- Problem statement
Within the data below, state how many lines contain the string "skirt". Provide the number only.

[Information given]

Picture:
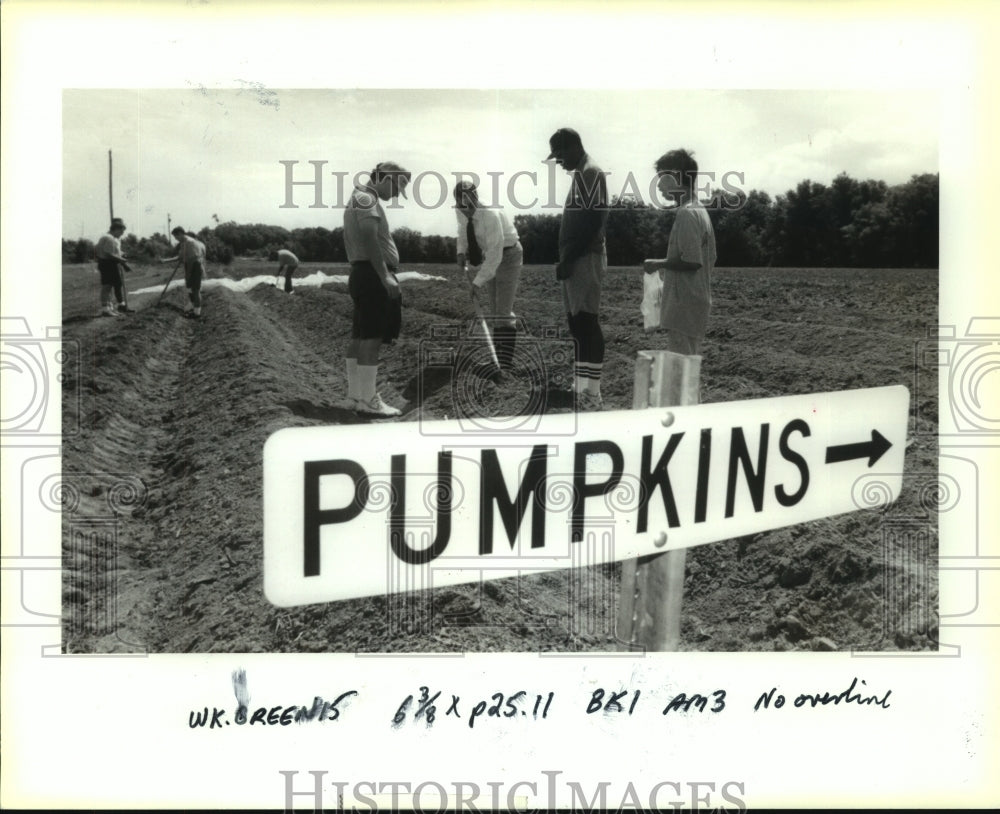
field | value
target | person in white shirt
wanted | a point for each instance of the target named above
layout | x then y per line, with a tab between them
287	263
110	263
691	256
192	252
373	285
488	243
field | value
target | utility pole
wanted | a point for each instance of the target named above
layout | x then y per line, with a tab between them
111	200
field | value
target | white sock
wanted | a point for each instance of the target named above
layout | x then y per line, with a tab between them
366	381
594	382
352	378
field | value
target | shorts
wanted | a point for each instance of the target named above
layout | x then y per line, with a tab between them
193	275
375	315
582	289
683	343
110	273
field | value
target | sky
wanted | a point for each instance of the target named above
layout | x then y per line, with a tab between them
198	154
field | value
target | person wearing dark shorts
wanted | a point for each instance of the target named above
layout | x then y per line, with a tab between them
191	251
287	263
373	285
110	264
583	260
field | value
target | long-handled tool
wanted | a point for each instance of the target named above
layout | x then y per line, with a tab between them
482	319
169	281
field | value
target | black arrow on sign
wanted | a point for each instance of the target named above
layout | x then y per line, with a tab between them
872	450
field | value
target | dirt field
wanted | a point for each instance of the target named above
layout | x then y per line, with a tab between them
165	418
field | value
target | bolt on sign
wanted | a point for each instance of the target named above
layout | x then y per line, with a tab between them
352	511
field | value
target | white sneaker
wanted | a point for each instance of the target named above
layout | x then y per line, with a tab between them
589	402
376	407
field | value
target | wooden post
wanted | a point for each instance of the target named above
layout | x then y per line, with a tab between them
652	588
111	200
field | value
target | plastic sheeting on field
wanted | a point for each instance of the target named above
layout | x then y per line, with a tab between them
316	279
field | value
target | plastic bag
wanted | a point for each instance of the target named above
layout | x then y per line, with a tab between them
652	294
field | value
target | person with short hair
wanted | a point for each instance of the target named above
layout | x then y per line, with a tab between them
372	283
110	265
691	255
287	263
583	261
489	243
191	251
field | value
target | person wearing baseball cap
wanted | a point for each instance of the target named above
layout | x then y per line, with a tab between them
192	251
488	242
372	283
110	263
583	261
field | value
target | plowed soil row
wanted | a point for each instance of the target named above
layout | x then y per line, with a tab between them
184	408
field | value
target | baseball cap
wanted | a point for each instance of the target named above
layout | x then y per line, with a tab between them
392	168
563	137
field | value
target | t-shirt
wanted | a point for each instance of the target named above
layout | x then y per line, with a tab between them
363	205
494	232
191	251
585	213
107	246
286	258
687	295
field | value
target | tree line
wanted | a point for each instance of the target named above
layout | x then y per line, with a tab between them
848	223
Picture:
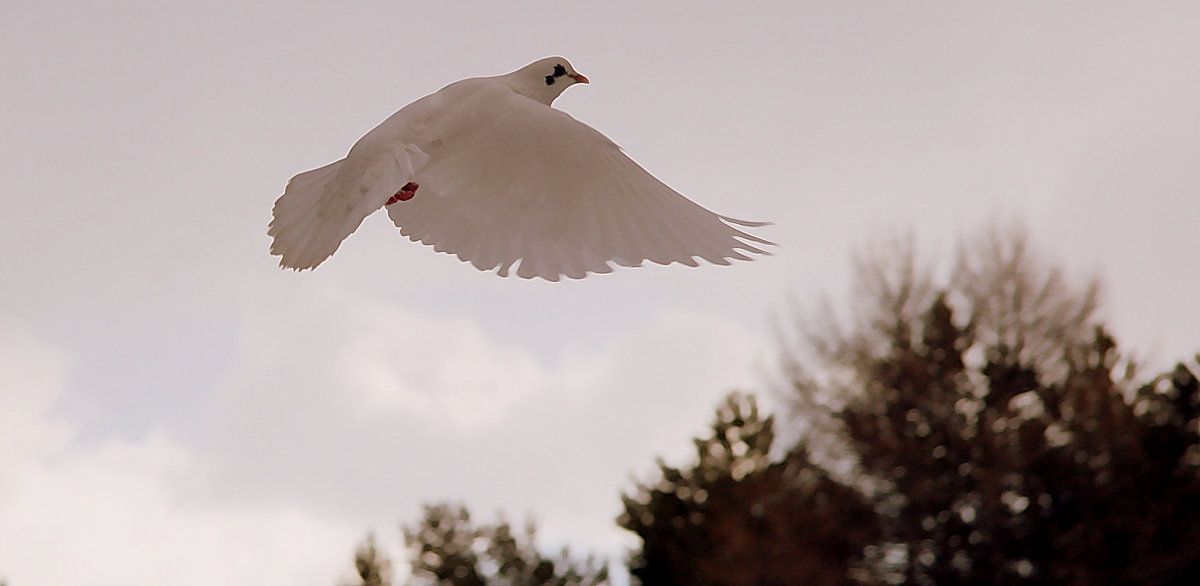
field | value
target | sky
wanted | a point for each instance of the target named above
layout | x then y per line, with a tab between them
174	408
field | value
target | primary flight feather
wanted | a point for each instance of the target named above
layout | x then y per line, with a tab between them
487	171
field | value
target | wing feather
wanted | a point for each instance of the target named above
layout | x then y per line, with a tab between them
532	187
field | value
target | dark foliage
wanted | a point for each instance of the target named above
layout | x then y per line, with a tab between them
737	516
448	550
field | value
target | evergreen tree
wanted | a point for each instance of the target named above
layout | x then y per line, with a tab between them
738	516
371	567
448	549
1011	447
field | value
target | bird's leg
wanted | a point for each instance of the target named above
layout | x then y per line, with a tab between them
405	193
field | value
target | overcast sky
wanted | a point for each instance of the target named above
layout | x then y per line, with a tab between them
174	408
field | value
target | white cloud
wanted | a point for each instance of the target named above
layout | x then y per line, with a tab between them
349	406
119	513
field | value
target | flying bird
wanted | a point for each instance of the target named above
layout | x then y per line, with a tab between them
487	171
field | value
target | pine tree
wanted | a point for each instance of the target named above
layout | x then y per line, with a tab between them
448	549
738	516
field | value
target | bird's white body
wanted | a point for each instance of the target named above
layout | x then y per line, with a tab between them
503	178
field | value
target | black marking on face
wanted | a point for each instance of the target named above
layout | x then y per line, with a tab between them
559	71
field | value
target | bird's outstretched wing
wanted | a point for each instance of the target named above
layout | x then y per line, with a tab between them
539	187
319	208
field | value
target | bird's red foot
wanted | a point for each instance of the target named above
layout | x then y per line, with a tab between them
405	193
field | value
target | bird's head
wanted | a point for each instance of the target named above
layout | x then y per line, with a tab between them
545	78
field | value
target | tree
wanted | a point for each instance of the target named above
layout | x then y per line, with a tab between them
371	567
1012	447
448	549
738	516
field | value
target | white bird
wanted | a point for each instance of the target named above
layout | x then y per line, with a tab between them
486	169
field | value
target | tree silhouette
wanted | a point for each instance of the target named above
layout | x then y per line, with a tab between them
737	516
448	549
371	567
1011	447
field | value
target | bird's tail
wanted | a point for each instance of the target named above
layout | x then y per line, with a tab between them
311	219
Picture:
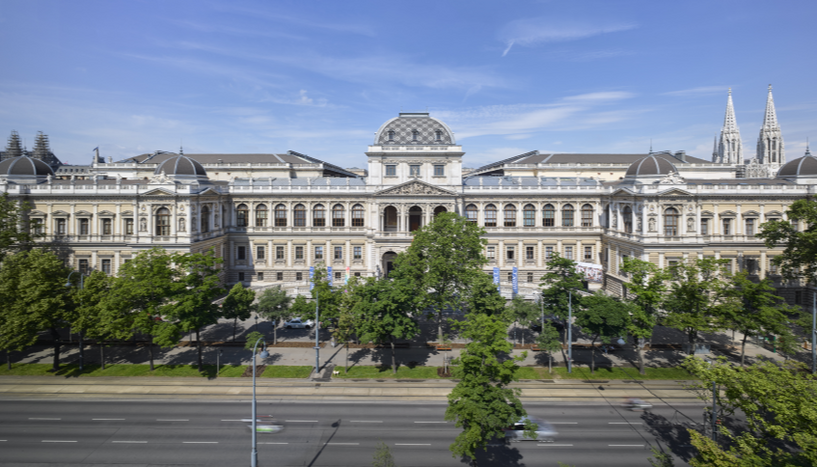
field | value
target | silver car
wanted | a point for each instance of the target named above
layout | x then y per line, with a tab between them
516	432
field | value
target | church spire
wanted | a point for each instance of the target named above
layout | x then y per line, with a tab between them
730	149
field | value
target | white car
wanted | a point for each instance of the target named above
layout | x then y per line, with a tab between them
298	324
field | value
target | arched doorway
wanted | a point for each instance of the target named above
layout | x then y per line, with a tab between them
415	218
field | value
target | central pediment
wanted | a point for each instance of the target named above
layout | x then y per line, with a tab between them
417	188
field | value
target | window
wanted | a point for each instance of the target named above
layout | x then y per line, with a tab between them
529	216
587	216
510	215
567	215
242	214
490	216
471	213
338	216
163	222
299	216
261	215
280	216
357	215
548	216
750	226
671	222
318	216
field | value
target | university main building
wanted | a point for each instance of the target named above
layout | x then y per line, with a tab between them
273	216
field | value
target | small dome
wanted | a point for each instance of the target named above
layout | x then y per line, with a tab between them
181	166
24	166
805	166
651	166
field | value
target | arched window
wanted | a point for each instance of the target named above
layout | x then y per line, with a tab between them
627	214
299	216
338	216
529	216
280	216
548	216
163	222
671	222
205	219
318	216
490	216
567	215
357	215
471	213
241	214
587	216
510	215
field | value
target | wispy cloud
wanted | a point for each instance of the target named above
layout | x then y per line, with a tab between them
534	31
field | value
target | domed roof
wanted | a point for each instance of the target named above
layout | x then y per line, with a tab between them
414	129
181	166
805	166
24	166
652	165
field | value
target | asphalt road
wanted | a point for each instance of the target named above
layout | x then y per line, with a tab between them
164	433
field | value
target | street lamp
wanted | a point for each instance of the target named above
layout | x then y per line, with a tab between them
81	285
264	354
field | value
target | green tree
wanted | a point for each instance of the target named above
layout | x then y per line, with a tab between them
777	402
385	314
648	286
482	403
559	287
441	265
274	305
238	305
605	318
35	299
799	258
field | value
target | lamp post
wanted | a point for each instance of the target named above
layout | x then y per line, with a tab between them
81	285
264	354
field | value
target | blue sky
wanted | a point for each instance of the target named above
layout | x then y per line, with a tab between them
321	77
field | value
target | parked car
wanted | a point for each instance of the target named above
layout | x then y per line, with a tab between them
296	323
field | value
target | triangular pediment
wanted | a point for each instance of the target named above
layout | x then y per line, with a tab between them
415	188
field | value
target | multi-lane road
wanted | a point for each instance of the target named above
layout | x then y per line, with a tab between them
160	433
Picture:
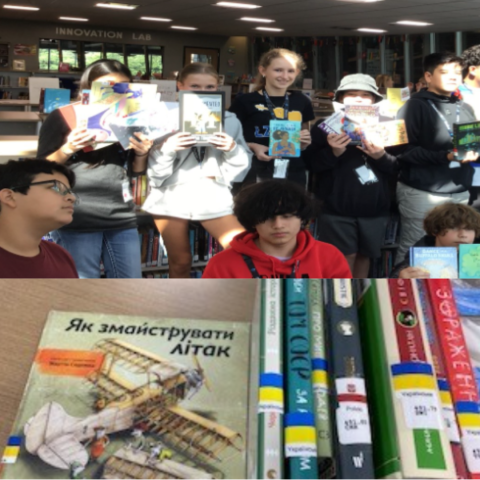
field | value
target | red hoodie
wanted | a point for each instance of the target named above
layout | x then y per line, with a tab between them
312	259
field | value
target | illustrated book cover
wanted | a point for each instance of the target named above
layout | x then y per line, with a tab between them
202	114
112	396
440	262
284	138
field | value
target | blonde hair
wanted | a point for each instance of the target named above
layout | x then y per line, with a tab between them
197	68
381	80
267	58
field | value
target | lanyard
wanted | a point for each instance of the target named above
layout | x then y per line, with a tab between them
254	270
199	153
442	117
271	106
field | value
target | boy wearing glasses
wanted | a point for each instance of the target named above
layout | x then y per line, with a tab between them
35	198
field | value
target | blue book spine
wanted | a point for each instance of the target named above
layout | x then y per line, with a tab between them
300	432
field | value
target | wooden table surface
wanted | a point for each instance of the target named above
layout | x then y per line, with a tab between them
26	303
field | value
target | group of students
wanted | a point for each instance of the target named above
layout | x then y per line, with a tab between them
254	204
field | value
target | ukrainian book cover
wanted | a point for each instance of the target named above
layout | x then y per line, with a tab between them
132	397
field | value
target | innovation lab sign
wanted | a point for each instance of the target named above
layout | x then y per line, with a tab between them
94	33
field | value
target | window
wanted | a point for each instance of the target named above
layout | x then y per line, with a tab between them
155	59
69	53
136	60
92	52
48	54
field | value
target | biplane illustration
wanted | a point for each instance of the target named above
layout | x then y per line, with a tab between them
132	387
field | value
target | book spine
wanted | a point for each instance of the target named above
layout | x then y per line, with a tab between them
386	452
354	456
320	379
424	446
448	410
271	392
300	434
459	370
151	233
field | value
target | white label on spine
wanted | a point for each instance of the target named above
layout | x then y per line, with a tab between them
451	423
301	450
342	291
350	386
421	408
471	448
353	423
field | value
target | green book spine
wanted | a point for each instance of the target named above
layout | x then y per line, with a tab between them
300	433
320	379
271	401
386	453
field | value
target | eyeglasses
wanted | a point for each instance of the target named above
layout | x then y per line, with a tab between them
57	186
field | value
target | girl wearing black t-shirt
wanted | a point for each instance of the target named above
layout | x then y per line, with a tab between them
104	224
278	70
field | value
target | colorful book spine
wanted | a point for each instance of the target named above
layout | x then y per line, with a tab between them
386	452
320	379
271	392
459	370
448	409
353	442
300	433
424	446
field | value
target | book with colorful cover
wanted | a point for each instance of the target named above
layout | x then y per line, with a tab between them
299	422
466	138
458	365
357	118
448	409
284	138
387	134
318	350
469	261
113	396
352	430
386	449
440	262
270	451
424	446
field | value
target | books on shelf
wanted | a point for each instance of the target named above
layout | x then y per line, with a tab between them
131	397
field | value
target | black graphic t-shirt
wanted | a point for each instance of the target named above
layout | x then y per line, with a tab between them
252	111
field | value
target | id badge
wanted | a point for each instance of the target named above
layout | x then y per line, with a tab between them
126	191
366	175
280	168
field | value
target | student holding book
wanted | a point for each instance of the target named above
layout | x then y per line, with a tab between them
278	70
104	226
35	197
193	183
276	243
353	183
429	171
447	225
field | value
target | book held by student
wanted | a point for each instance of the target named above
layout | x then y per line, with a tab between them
131	397
202	114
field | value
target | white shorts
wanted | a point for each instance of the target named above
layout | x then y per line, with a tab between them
203	199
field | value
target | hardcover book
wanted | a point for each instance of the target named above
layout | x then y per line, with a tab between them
131	397
352	431
466	138
440	262
469	261
202	114
357	118
284	138
387	134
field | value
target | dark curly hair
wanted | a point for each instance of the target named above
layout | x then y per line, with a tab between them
449	216
470	58
257	203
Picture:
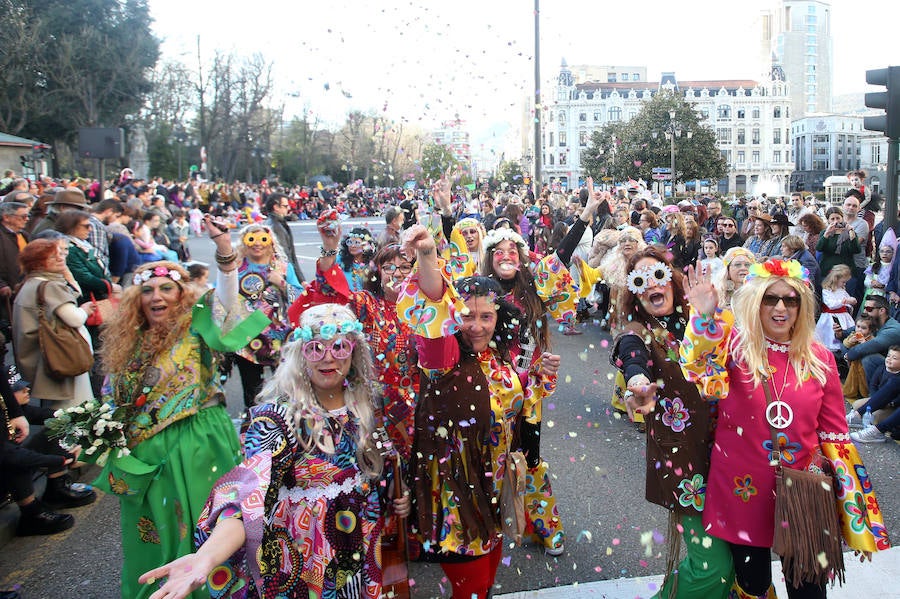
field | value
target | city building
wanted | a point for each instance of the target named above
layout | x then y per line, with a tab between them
797	36
832	144
751	120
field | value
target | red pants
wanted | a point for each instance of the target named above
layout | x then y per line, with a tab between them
474	578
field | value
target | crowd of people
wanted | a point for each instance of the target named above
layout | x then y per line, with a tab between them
396	380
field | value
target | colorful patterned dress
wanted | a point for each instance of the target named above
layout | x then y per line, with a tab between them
740	496
312	520
392	354
559	295
456	508
181	441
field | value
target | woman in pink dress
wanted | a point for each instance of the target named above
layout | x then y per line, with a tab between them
771	330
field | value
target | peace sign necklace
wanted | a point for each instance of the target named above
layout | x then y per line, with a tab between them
779	413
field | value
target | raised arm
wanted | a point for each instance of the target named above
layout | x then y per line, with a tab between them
418	240
704	350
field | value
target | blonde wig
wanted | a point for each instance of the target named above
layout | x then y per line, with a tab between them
722	281
241	250
478	255
128	331
749	345
291	386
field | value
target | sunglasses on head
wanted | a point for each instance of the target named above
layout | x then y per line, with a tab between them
257	236
340	349
790	301
392	268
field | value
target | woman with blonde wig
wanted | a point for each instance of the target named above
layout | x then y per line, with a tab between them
769	340
268	283
302	515
737	262
160	354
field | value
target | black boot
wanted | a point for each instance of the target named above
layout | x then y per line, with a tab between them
38	519
61	495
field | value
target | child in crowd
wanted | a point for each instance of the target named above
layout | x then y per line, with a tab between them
837	306
855	386
199	276
196	221
885	387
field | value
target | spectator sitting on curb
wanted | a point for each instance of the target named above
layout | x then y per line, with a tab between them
872	352
885	396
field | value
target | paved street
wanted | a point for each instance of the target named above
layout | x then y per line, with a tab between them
596	457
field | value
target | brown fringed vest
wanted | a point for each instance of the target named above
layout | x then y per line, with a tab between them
679	430
463	453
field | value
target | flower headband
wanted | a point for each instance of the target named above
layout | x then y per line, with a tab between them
159	271
779	268
468	222
733	253
497	235
326	331
639	279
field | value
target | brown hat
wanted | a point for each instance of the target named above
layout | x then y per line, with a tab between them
781	219
69	197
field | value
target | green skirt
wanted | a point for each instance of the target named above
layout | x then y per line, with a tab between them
162	488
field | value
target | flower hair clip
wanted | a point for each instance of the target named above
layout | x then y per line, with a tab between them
779	268
326	331
639	279
159	271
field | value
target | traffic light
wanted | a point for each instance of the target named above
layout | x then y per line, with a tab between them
889	123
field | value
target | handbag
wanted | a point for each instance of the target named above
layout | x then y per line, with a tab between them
66	353
512	494
103	309
807	528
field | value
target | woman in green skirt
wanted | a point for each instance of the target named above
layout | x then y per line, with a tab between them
160	353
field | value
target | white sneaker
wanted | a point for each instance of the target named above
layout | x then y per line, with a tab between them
870	434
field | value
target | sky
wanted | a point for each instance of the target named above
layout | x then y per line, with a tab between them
428	61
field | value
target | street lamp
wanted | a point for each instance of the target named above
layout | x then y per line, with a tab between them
672	130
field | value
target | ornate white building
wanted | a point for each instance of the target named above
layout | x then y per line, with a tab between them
751	120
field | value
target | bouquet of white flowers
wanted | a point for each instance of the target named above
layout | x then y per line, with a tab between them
96	427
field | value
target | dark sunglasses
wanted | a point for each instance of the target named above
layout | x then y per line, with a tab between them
790	301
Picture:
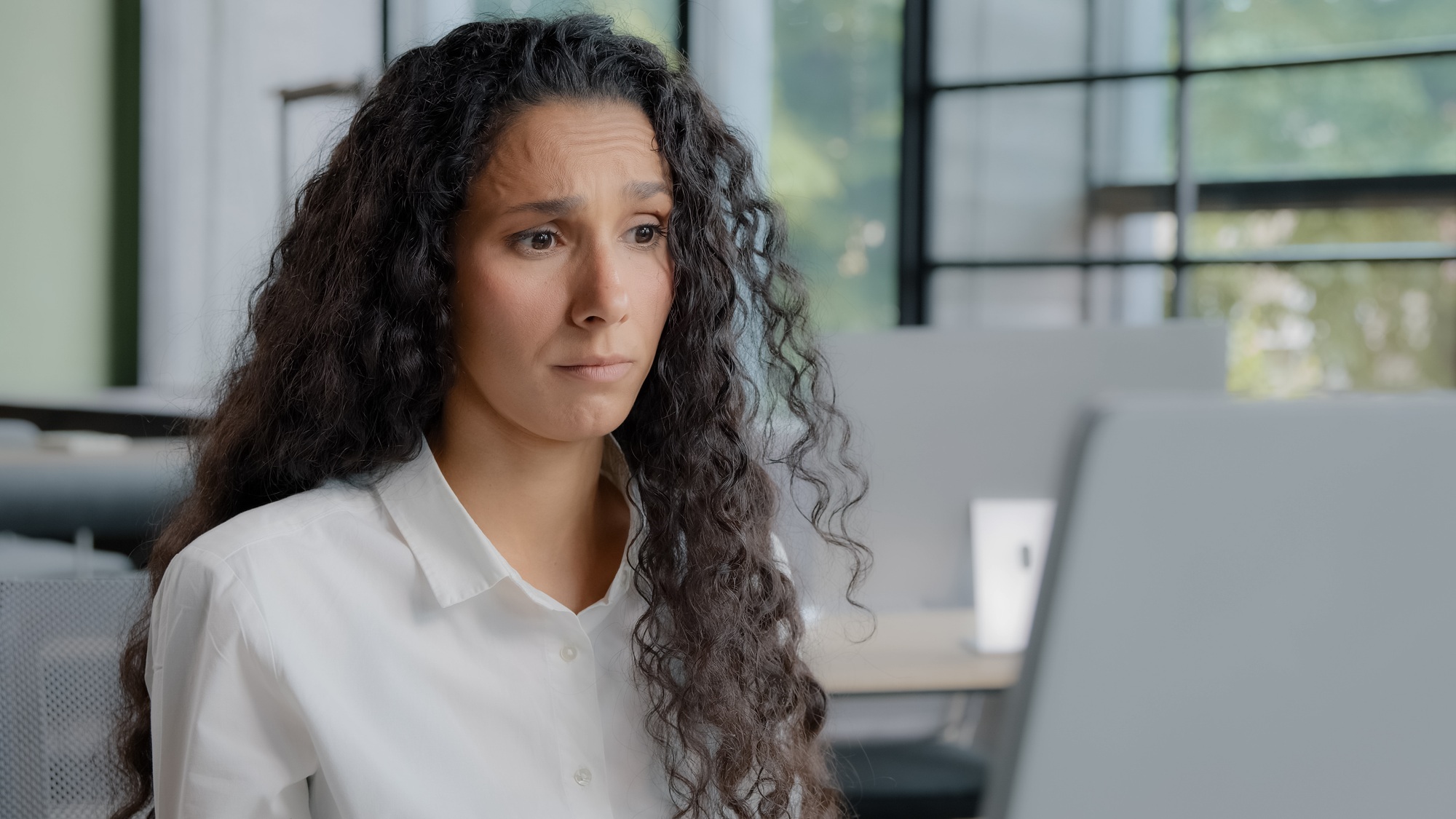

[/Information given]

- Problem solution
2